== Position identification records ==
# # # # #
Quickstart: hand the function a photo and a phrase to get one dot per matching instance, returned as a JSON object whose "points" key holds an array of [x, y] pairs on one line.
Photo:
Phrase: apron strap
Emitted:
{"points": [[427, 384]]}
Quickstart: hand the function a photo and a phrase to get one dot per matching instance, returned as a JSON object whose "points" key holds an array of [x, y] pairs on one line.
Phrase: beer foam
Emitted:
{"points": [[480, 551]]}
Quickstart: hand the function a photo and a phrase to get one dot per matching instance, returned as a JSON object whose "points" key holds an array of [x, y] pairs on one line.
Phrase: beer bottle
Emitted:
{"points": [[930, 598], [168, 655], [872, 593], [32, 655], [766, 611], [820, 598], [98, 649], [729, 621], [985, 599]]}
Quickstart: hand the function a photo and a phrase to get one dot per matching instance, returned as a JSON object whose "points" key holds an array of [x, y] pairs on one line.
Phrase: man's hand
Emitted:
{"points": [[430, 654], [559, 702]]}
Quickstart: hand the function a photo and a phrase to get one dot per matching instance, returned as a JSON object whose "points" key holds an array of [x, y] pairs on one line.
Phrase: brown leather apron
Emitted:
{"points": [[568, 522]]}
# # # # #
== AIM ==
Restate every record exactly, leaving nothing out.

== REPLY ==
Quickstart: hand the function a photo and a phrase to get one dot per matching instance, returned as a JSON object whose "points" key holds an array of [x, y] pairs on one line.
Photo:
Phrase: apron strap
Emitted:
{"points": [[427, 384]]}
Quickstart: hand the function a photo and a phrase to get one dot per matching instance, returned as a JSON object whose "points" key holds an array of [x, y] pairs on one line.
Phrase: beer foam
Emitted:
{"points": [[480, 551]]}
Quickstart: hand the function a photo and a phrase to get one dot per matching instance, returned as a JSON object whose "points" key holds an array of [x, y] pairs on one line.
Phrase: beer bottle
Emitted:
{"points": [[930, 598], [168, 655], [872, 593], [32, 655], [766, 611], [820, 598], [98, 649], [729, 621], [985, 599]]}
Quickstart: hand the function a photo and a phrase to get one dot per matching instance, returned as a JSON object whose "points" key holds an array of [x, y] pairs on one line.
Phrase: man's hand
Emitted:
{"points": [[430, 654], [559, 702]]}
Quickstart: hand the function a photo and a phrase to get one dot per matching instance, returned as a JSON object whose "points" key holds an array of [x, y] pairs on one line.
Phrase: brown leather apron
Emitted:
{"points": [[568, 522]]}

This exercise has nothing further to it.